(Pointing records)

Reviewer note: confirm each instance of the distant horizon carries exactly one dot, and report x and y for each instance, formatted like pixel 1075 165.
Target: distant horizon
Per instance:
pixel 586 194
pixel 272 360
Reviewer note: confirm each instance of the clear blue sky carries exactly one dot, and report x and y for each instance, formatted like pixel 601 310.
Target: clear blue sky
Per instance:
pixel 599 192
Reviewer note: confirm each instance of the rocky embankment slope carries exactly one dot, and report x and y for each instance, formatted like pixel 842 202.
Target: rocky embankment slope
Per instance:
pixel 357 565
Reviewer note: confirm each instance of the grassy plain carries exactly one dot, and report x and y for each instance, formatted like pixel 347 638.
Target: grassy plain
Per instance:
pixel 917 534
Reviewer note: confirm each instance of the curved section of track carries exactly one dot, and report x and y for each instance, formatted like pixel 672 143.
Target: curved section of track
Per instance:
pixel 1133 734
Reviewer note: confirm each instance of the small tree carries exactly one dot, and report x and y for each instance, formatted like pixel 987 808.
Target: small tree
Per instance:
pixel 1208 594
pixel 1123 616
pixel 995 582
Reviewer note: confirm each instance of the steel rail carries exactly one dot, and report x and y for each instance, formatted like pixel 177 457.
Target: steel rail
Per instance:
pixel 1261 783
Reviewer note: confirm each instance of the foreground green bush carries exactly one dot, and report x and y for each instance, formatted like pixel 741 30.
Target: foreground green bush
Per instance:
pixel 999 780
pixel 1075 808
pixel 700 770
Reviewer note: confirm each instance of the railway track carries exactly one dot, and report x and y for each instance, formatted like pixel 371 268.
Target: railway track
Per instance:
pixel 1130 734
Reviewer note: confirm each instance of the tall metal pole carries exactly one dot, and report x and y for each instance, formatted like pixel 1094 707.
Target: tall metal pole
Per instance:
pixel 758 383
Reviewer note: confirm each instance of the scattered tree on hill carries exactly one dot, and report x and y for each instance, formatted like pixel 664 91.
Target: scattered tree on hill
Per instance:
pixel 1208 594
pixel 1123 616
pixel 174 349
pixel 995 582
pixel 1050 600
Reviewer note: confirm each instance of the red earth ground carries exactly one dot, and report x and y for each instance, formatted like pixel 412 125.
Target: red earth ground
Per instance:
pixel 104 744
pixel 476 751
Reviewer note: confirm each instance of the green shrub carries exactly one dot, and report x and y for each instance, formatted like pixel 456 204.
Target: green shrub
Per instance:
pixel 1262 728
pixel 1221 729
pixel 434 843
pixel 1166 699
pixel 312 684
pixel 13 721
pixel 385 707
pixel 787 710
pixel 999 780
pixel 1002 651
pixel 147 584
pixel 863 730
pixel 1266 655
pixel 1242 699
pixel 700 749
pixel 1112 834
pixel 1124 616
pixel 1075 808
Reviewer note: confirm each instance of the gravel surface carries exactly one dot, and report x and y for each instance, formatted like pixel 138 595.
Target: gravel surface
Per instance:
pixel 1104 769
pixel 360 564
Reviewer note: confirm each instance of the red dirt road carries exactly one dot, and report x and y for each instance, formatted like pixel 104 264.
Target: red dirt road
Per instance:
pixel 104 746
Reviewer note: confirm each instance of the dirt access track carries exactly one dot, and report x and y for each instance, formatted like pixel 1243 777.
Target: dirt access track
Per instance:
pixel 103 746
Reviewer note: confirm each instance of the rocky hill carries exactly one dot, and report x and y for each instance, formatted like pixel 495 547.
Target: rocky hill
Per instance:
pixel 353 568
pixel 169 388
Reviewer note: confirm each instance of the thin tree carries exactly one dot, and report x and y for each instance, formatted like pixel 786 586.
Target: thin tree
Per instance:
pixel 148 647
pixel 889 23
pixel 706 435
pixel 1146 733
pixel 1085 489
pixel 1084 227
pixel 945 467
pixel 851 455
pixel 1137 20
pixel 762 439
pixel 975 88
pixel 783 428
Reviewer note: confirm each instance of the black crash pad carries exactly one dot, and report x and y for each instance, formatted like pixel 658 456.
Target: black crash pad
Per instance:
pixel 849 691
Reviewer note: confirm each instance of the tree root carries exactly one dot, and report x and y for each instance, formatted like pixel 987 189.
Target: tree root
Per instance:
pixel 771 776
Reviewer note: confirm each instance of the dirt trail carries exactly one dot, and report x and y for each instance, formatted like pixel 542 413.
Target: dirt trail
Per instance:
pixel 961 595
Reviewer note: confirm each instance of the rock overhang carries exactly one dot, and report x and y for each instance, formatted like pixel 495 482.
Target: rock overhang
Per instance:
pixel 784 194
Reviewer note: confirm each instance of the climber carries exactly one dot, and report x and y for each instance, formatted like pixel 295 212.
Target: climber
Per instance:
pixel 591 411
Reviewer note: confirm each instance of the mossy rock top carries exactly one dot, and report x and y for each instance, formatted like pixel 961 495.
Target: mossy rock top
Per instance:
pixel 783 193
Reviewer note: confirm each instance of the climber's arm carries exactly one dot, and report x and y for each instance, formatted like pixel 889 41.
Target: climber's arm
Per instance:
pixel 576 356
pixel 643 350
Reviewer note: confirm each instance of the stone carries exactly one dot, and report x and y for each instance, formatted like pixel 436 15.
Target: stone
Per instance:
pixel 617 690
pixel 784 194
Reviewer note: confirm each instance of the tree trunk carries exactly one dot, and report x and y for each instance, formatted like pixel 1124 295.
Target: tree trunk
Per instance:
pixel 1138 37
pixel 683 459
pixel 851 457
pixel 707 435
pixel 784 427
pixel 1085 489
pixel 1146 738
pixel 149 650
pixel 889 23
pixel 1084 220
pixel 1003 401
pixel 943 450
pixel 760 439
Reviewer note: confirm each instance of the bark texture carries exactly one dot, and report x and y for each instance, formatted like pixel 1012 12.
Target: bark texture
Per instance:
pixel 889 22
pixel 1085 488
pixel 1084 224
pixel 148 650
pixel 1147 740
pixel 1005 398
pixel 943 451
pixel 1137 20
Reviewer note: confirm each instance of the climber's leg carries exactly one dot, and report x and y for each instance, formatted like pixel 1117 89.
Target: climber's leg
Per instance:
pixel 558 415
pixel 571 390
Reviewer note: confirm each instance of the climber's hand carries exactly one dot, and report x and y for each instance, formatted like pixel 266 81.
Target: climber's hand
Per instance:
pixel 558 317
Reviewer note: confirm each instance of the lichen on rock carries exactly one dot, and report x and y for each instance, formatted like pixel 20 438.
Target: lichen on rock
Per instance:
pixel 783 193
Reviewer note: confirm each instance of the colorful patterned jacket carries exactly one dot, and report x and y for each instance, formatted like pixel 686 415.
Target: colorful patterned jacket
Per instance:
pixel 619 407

INSTRUCTION>
Reproduce the complete data exactly as presented above.

RESULT OF THE TASK>
Reviewer note: confirm each instance of the distant horizon carries exactly one dot, and report x and y for each instance, formatted like pixel 1075 165.
Target: distant horizon
Per instance:
pixel 586 194
pixel 272 360
Reviewer note: confirm each instance of the clear blue sky carries exactly one dot, and report x and y for each instance, formatted like pixel 601 310.
Target: clear blue sky
Per instance:
pixel 599 192
Reviewer note: confirm each instance of the rocky embankment slope carries exactly one dot, and report x and y for each instance, formatted like pixel 842 202.
Target: rocky embankment slope
Per instance:
pixel 357 565
Reviewer note: confirm each instance of the grassy plain carries exactly one dot, and report x and y for each instance, formatted like pixel 347 638.
Target: grassy plain
Per instance:
pixel 917 534
Reviewer note: confirm each instance of the curved section of track carries exactly one dot, and report x and y for each instance, formatted like pixel 672 143.
Target: curved section of track
Per instance:
pixel 1133 734
Reviewer note: confirm each instance of the small tree carries exactly one dot, and report x and y for each instance, formatted like pixel 987 808.
Target: small tree
Per instance:
pixel 1208 594
pixel 1123 616
pixel 995 582
Reviewer note: confirm each instance of the steel rail carries exactly one dot, and report x and y for each instance, formatted like pixel 177 457.
Target: steel rail
Per instance:
pixel 1261 783
Reviewer note: confirm each instance of the foreground green bush carries exactly one dot, and report x and y for each instance, formatted like pixel 741 30.
Target: foreground green bush
Per instance:
pixel 999 780
pixel 1075 808
pixel 700 770
Reviewer note: confirm each instance of the railway track carries exactly one dot, and report x and y for each instance, formatted like pixel 371 268.
Target: railway track
Per instance:
pixel 1130 734
Reviewer note: confirm each instance of the tall metal pole carries exactly one dot, and report x and y for each instance, formatted like pixel 1094 707.
Target: tall metal pole
Per instance:
pixel 758 383
Reviewer note: confirm each instance of the scattered tree on hill carries exactly one dot, and report x and y for each instance, formatted like pixel 664 91.
Target: scattered tree on hill
Per instance:
pixel 1208 594
pixel 1123 616
pixel 174 349
pixel 995 582
pixel 1050 600
Reviewer note: confirm each instance of the red earth ground carries exactly one dot, and report x and y for each instance, formatted like pixel 412 125.
Target: red earth ground
Per instance:
pixel 104 744
pixel 476 751
Reviewer note: confirm each instance of the green shrub carries exactly one dot, and report x and y for each instance, formatted like pixel 456 204.
Target: green shrub
Per instance:
pixel 1262 728
pixel 1221 729
pixel 434 843
pixel 1166 699
pixel 312 684
pixel 13 721
pixel 385 707
pixel 787 710
pixel 999 780
pixel 1002 651
pixel 147 584
pixel 863 730
pixel 1266 655
pixel 1242 699
pixel 700 749
pixel 1112 834
pixel 1124 616
pixel 1075 808
Reviewer note: confirm each instance of the gravel surface carries exactly one dot, and report x and y for each instance, formatted like pixel 138 595.
Target: gravel surface
Per instance:
pixel 1104 769
pixel 360 564
Reviewer note: confirm each instance of the red dirt road carries exactly one dot, and report x and y for each instance, formatted like pixel 104 264.
Target: red dirt road
Per instance:
pixel 104 746
Reviewer note: confirm each instance of the dirt access track carries exactly one dot, and report x and y for each instance, formatted like pixel 1243 777.
Target: dirt access track
Per instance:
pixel 103 746
Reviewer note: confirm each instance of the rocky hill carries exactly one dot, and report x and y for each instance, formatted like pixel 495 547.
Target: rocky hill
Per instance:
pixel 353 568
pixel 169 388
Reviewer note: confirm each instance of the thin tree carries exactly one dot, and report x and y for each instance, formatted like pixel 786 586.
Target: thin tree
Per instance:
pixel 148 647
pixel 889 23
pixel 706 435
pixel 1146 733
pixel 1085 489
pixel 1084 227
pixel 945 467
pixel 851 455
pixel 1137 20
pixel 762 439
pixel 975 88
pixel 783 428
Reviewer note: confirm each instance of the black crash pad carries exactly one dot, and report x and y for each instance, formatted like pixel 658 456.
Target: black crash pad
Per instance:
pixel 849 691
Reviewer note: confirm each instance of the tree root carries exactly one dot, and report x and y for each instance, formatted like pixel 987 189.
Target: tree root
Per instance:
pixel 771 776
Reviewer note: confirm each instance of the dirt trail carries exactly one dot, and report x and y for each instance, formatted like pixel 542 413.
Target: dirt trail
Per instance:
pixel 961 595
Reviewer note: confirm each instance of the rock overhang carries exactly one dot, and report x and y for each instance, formatted like pixel 495 482.
Target: rock overhang
Per instance:
pixel 784 194
Reviewer note: confirm each instance of the climber carries exactly one dot, and report x and y for each instance, formatted like pixel 295 212.
Target: climber
Per instance:
pixel 591 411
Reviewer note: confirm each instance of the mossy rock top carries exactly one dot, and report x and y for each instance, formatted like pixel 961 495.
Target: mossy rock top
Per instance:
pixel 783 193
Reviewer note: confirm each instance of the climber's arm carries exactly one dot, and report x and y for each instance, formatted like pixel 889 41.
Target: climber's arm
Per instance:
pixel 576 356
pixel 643 350
Reviewer note: confirm each instance of the stone carries exactly one dot, and report x and y for each instance, formatted like pixel 436 15.
Target: stone
Per instance:
pixel 617 690
pixel 784 194
Reviewer note: confirm each instance of the tree trunk carries exactly one dot, and report x and y for each instance, formatted like pixel 1124 295.
Target: tree trunk
Per instance:
pixel 1138 37
pixel 683 459
pixel 851 457
pixel 707 435
pixel 784 427
pixel 1085 489
pixel 1146 738
pixel 149 650
pixel 889 23
pixel 1084 220
pixel 1003 401
pixel 943 450
pixel 760 439
Reviewer note: confirm each instance of the bark texture carries exactly one dot, and report x and y for each instance, formatted like pixel 1012 12.
Target: bark texture
Per instance:
pixel 889 22
pixel 1085 488
pixel 1084 224
pixel 148 650
pixel 1147 740
pixel 1005 398
pixel 943 451
pixel 1137 20
Reviewer note: confirm each instance of the climber's leg carries exactly one dot, and report x and y for each instance, formatted like pixel 1117 89.
Target: climber's leg
Per instance:
pixel 558 415
pixel 571 390
Reviewer note: confirm each instance of the climber's hand carries exactly one dot, and report x and y for each instance, formatted like pixel 266 81.
Target: climber's hand
Per instance:
pixel 558 317
Reviewer note: confirm each instance of the lichen on rock carries exactly one dot, and report x and y for each instance, formatted like pixel 20 438.
Target: lichen on rock
Per instance:
pixel 783 193
Reviewer note: confirm each instance of the colorful patterned jacket carries exactly one dot, and report x and y for each instance, formatted like pixel 686 415.
Target: colorful patterned jacket
Per instance:
pixel 619 407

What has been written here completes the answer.